Extract the full set of records that follows, word for word.

===== Extracted material =====

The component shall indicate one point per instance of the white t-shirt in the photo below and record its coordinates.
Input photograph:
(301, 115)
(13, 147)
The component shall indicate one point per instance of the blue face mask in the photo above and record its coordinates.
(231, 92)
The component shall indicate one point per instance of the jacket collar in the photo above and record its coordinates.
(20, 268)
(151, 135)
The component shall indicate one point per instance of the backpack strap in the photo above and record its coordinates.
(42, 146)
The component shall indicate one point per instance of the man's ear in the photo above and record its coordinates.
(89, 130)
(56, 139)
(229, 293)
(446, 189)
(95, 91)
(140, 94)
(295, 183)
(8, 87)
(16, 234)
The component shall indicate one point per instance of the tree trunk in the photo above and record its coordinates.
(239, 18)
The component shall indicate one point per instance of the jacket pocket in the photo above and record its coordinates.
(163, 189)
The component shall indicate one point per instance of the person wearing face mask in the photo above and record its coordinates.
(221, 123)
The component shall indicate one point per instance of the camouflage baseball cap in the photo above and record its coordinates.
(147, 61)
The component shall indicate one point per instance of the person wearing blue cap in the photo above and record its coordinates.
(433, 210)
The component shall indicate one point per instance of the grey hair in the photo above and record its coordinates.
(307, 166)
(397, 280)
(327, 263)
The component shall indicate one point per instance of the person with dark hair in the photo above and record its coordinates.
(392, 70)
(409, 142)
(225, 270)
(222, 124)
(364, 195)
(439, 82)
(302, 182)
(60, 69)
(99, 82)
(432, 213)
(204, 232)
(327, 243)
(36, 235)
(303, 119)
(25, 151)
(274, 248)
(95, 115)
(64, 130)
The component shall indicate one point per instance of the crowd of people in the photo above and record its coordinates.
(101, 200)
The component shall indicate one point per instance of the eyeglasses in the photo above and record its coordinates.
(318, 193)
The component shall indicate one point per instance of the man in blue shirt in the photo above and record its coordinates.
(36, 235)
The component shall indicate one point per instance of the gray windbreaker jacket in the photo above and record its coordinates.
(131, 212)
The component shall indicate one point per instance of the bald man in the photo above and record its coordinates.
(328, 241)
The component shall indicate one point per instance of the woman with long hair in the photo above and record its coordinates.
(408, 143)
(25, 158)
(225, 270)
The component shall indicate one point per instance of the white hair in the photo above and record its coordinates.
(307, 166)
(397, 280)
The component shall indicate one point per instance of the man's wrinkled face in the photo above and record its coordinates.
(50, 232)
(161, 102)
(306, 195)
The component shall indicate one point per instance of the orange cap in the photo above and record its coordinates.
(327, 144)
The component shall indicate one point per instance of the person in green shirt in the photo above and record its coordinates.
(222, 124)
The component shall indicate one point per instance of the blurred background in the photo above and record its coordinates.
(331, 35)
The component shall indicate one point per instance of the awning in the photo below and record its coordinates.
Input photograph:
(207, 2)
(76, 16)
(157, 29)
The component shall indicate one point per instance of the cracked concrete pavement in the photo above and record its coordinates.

=====

Exercise solution:
The component shall indicate one point per instance of the white t-shirt in the photo below and record its coordinates.
Input photograph:
(301, 115)
(13, 147)
The component shall indicate one point per instance of the blue face mask in the photo above and record its coordinates.
(231, 92)
The component shall indicate one point per instance of the jacket collar in the photo above and record its coordinates.
(20, 268)
(151, 135)
The component shall indicate one point per instance of the backpack strap in the photo above and record its coordinates.
(42, 146)
The component shall indicate one point per instance of the man's ear in the photo above and record its coordinates.
(89, 130)
(56, 139)
(229, 293)
(446, 189)
(95, 91)
(140, 94)
(295, 183)
(8, 87)
(16, 234)
The component shall indicate one point per instance of the tree trunk in the photo above and record its coordinates.
(239, 18)
The component shall indicate one point per instance of the jacket pocket in the photo above and record its coordinates.
(163, 189)
The component shall indicate one point per instance of the person wearing face mask in the photo above and record its coordinates.
(221, 123)
The component shall indicate one point per instance of the camouflage baseball cap in the photo above and record its coordinates.
(147, 61)
The component shall indicate one point per instance of the person wearing blue cap in the photo above and record its coordinates.
(433, 210)
The component shall indicate one point per instance of the grey hair in the photo above and record its coordinates.
(307, 166)
(397, 280)
(327, 263)
The component shall indicate one point per instance of the person with dark hair in the photo above and record its coordinates.
(392, 70)
(409, 142)
(225, 270)
(222, 124)
(364, 195)
(439, 82)
(302, 182)
(60, 69)
(99, 82)
(432, 213)
(204, 232)
(327, 243)
(36, 235)
(303, 119)
(25, 151)
(274, 248)
(95, 115)
(64, 130)
The component shall indicate one point per instance of the crowd of people in the photo above and record its coordinates.
(101, 200)
The component shall indicate one point per instance of the eyeglasses in the photo above and record its coordinates.
(318, 193)
The component shall indicate one point per instance of the man in blue shirt in the photo above and record its coordinates.
(36, 235)
The component shall indicate one point per instance of the gray windbreaker jacket in the photo above and record its coordinates.
(131, 212)
The component shall indicate one point per instance of the bald man in the photo above and record its coordinates.
(328, 241)
The component shall indicate one point per instance of the woman with long hair in the photo above and record its coordinates.
(408, 143)
(25, 158)
(225, 270)
The component shall indicate one point per instance of the white hair in the photo above and record its coordinates.
(307, 166)
(397, 280)
The component shall indicate one point per instance of the man's wrinkled face in the photo above and record its coordinates.
(50, 232)
(161, 102)
(306, 195)
The component shall indicate one point per instance of the orange cap in the photo above and record its coordinates.
(327, 144)
The component shall indicate one point per instance of the person in green shirt in the photo above and record its coordinates.
(222, 124)
The component shall indicate one point per instance of the blurred background in the photo above and record its coordinates.
(331, 35)
The component shall indicate one point per instance of the awning in the photo below and record its coordinates.
Input photograph:
(207, 2)
(76, 16)
(157, 29)
The component shall indicate one point per instance of the cracked concrete pavement in the photo above and record its coordinates.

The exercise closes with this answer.